→ **Objetivo 1**:
Presente como CSV de dos columnas, «texto» y «respuesta», la parte del listado que comienza en la línea que contiene "Annotate the ski pole" y continúa hasta el final del listado, ambos extremos incluidos. Ponga una fila por cada texto con su respuesta, cada campo entre comillas y con los saltos de línea cambiados por espacios.

Esclavos de Franco en la Isla de Saltés

Esclavos de Franco en la Isla de Saltés

Huelva Información | Rafael Moreno | 1-5-2011

El mar rodea la isla de Salthish por todas partes; en una de ellas, sólo está separada del continente por un brazo de mar de escasa anchura… Con pozos de agua dulce y hermosos jardines…

Este era el dibujo que hacía poco más allá de 1100 el cartógrafo y geógrafo hispanomusulmán Al-Idrisi de lo que hoy conocemos por la Isla de Saltés. Un paraje natural ubicado frente a las mismas calles de Punta Umbría al que la historia tenía reservada la sorpresa de convertirse en uno de los particulares presidios diseñados por las autoridades franquistas para acoger a los prisioneros republicanos de la Guerra Civil y después convertirlos, una vez pasada la criba de la comisión de clasificación, en trabajadores forzosos. Fueron los esclavos de Franco que levantaron las grandes y faraónicas obras de la posguerra. Trabajo y explotación a cambio, no de libertad, sino de escapar del pelotón de fusilamiento o la cárcel.

El paraíso aquel que veía Al-Idrisi se tornó en 1939 en uno de los 188 campos de concentración franquistas que la maquinaria represora había diseñado para purgar las culpas de lo que el ejército sublevado y la propaganda dio en llamar los rojos, los indeseables, la grasa de la patria.

Registros del conjunto de datos de señalamiento por puntos
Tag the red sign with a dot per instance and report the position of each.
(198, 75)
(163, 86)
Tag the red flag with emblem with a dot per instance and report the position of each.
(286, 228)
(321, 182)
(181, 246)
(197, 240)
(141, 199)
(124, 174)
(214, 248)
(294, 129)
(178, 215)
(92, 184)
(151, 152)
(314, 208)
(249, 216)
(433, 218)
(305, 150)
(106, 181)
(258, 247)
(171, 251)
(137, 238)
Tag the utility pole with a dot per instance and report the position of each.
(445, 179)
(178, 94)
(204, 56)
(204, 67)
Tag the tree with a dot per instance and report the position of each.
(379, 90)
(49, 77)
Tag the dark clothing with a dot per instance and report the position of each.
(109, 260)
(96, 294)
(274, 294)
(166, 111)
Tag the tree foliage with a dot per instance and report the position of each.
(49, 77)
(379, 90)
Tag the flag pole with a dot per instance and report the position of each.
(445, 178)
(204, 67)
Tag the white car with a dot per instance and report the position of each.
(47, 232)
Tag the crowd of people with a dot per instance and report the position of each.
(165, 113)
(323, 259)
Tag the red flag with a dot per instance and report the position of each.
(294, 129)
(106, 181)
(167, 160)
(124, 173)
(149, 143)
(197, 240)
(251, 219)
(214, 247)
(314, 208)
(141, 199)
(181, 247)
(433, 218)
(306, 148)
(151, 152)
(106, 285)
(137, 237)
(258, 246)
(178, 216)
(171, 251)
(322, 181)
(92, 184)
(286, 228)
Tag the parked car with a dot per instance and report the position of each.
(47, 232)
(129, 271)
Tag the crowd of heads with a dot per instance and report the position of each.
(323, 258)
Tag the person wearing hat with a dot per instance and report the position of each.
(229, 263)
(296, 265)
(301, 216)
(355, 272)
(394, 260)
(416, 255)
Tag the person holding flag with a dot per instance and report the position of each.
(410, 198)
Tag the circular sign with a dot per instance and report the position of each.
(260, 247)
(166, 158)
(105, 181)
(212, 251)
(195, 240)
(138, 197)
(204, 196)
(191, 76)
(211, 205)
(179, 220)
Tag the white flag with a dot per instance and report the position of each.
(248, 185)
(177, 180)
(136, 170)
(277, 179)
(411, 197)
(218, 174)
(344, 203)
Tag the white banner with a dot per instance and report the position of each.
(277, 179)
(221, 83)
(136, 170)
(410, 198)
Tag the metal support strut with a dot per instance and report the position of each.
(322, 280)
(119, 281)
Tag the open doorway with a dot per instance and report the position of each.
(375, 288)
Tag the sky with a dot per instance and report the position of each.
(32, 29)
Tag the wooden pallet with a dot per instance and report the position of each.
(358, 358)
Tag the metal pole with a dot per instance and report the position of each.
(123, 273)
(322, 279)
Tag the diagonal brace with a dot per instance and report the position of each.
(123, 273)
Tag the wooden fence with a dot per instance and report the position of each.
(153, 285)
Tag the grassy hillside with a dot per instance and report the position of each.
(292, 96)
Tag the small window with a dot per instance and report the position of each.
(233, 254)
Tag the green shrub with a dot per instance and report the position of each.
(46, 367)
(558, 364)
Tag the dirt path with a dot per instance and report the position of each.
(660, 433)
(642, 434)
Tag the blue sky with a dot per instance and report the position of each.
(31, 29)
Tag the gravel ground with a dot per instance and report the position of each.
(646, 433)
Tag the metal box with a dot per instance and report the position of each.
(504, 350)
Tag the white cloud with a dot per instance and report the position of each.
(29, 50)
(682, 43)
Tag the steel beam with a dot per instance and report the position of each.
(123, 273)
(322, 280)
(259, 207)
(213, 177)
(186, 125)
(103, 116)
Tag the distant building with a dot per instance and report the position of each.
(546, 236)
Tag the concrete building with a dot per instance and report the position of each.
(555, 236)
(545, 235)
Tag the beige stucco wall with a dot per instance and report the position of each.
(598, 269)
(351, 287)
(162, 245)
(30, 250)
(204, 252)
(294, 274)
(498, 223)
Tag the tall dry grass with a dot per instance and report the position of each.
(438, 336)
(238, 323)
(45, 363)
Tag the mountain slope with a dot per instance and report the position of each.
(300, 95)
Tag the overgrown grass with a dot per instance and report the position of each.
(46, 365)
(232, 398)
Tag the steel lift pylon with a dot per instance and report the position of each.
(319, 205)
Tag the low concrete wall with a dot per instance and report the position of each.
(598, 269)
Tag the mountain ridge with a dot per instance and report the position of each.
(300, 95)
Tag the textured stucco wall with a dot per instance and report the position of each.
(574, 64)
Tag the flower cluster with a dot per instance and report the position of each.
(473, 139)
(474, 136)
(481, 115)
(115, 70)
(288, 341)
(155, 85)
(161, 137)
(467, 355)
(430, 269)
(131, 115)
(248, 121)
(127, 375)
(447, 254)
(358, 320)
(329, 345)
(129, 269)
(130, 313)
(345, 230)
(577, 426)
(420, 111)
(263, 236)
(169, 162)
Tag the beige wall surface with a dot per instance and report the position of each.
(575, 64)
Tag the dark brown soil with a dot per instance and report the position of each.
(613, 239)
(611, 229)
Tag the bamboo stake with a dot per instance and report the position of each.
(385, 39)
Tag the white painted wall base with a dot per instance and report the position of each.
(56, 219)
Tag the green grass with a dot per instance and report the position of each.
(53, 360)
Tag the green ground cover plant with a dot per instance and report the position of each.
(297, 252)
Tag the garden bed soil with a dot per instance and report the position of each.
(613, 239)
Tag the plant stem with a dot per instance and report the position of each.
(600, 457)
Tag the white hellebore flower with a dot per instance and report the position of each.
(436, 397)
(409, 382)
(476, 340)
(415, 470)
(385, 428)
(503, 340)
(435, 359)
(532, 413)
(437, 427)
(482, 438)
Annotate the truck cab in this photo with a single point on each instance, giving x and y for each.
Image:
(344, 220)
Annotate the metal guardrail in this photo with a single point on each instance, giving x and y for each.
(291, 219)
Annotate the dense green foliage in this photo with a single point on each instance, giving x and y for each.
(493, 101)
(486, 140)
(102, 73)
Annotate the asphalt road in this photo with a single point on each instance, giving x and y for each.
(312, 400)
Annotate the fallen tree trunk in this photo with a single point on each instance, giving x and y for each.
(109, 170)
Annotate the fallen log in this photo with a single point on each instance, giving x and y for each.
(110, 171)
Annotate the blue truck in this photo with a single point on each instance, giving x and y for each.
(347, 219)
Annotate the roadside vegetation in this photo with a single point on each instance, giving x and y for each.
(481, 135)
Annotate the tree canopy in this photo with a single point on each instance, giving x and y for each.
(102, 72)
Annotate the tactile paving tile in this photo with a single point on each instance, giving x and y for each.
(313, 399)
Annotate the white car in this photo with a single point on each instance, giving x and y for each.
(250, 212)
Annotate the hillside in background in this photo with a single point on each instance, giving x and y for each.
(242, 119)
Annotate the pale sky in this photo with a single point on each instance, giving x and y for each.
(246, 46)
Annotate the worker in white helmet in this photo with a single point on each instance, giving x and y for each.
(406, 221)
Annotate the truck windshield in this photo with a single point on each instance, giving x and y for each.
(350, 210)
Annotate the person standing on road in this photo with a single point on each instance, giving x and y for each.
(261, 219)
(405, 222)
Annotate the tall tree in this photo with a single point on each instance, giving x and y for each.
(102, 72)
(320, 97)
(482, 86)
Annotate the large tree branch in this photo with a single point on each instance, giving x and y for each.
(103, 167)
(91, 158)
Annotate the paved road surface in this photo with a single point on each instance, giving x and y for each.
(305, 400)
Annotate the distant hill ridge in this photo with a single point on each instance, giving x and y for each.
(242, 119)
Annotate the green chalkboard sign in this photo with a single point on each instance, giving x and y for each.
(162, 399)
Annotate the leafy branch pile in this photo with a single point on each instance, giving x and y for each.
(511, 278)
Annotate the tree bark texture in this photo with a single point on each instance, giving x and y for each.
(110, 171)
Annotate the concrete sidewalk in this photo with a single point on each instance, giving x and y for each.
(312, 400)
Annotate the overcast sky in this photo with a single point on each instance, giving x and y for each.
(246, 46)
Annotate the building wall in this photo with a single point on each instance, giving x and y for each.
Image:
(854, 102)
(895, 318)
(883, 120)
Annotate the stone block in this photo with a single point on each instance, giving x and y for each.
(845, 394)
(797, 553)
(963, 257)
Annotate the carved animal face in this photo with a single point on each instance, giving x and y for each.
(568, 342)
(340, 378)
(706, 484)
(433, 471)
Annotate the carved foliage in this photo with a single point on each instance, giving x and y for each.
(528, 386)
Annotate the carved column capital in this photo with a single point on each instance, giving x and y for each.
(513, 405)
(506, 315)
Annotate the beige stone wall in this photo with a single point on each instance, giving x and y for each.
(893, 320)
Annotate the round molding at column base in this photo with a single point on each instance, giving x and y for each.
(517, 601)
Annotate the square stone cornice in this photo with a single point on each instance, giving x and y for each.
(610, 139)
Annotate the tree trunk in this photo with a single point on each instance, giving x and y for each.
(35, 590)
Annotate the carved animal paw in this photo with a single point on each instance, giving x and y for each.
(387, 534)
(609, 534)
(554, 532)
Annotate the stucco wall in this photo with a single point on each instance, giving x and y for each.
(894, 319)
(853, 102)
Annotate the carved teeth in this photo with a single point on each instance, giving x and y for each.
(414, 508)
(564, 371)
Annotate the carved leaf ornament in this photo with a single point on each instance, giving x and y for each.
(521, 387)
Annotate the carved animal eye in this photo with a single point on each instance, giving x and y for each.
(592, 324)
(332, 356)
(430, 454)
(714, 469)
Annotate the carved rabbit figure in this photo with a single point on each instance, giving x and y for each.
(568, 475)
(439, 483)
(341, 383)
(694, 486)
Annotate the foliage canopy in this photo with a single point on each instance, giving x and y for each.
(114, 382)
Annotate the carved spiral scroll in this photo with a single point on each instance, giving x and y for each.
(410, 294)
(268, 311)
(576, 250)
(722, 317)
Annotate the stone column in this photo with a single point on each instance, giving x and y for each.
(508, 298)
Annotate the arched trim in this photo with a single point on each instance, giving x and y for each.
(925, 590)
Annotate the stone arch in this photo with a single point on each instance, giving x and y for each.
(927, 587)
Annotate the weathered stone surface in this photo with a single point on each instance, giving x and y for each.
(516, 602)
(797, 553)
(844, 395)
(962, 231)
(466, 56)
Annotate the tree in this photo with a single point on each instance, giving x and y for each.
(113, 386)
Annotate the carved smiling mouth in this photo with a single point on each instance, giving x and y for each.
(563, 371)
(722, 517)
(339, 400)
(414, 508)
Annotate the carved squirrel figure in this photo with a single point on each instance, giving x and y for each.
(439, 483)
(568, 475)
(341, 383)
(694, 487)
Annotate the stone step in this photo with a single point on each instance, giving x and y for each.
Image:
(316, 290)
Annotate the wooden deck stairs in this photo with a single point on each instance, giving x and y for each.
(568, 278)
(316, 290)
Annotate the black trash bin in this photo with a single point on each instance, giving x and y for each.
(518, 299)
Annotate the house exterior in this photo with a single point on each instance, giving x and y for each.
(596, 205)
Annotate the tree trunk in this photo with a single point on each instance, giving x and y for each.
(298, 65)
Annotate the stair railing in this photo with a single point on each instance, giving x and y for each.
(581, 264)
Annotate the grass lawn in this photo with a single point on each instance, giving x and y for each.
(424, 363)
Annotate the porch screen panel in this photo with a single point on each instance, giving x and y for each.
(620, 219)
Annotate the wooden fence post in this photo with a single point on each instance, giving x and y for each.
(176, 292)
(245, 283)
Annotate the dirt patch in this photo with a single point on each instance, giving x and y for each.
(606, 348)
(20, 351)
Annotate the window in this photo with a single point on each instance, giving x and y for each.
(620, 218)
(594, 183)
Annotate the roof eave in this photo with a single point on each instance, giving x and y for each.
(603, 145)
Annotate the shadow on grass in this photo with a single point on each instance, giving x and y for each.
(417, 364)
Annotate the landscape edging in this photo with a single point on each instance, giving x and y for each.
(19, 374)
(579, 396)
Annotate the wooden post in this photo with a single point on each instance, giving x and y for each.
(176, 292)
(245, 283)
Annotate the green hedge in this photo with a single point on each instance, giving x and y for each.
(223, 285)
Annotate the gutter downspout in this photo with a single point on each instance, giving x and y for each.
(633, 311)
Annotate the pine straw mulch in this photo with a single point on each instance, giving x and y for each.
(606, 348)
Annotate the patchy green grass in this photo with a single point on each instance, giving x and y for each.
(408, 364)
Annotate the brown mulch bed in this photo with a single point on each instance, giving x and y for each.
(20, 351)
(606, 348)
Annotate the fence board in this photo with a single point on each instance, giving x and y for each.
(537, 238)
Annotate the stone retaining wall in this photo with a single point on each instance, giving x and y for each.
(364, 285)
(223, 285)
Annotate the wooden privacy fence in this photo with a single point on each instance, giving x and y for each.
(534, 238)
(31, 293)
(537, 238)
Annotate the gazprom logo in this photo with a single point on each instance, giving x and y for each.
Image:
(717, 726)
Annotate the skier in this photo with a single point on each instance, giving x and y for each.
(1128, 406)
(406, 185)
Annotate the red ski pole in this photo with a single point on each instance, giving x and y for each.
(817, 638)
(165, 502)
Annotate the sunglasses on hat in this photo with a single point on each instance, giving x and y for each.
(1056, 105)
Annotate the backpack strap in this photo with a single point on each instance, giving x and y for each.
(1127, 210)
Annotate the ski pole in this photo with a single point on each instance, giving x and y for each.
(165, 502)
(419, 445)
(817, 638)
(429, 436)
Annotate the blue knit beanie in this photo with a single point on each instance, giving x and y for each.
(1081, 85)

→ **Objetivo 2**:
Cambie "Punta Umbría" por "Isla Cristina" en el pasaje del artículo sobre la Isla de Saltés que comienza en "Este era el" y continúa hasta "o la cárcel.", y reproduzca dicho pasaje con el cambio hecho.

→ **Respuesta 1**:
texto,respuesta
"Annotate the ski pole in this photo with a single point on each instance, giving x and y for each.","(165, 502) (419, 445) (817, 638) (429, 436)"
"Annotate the blue knit beanie in this photo with a single point on each instance, giving x and y for each.","(1081, 85)"

→ **Respuesta 2**:
Este era el dibujo que hacía poco más allá de 1100 el cartógrafo y geógrafo hispanomusulmán Al-Idrisi de lo que hoy conocemos por la Isla de Saltés. Un paraje natural ubicado frente a las mismas calles de Isla Cristina al que la historia tenía reservada la sorpresa de convertirse en uno de los particulares presidios diseñados por las autoridades franquistas para acoger a los prisioneros republicanos de la Guerra Civil y después convertirlos, una vez pasada la criba de la comisión de clasificación, en trabajadores forzosos. Fueron los esclavos de Franco que levantaron las grandes y faraónicas obras de la posguerra. Trabajo y explotación a cambio, no de libertad, sino de escapar del pelotón de fusilamiento o la cárcel.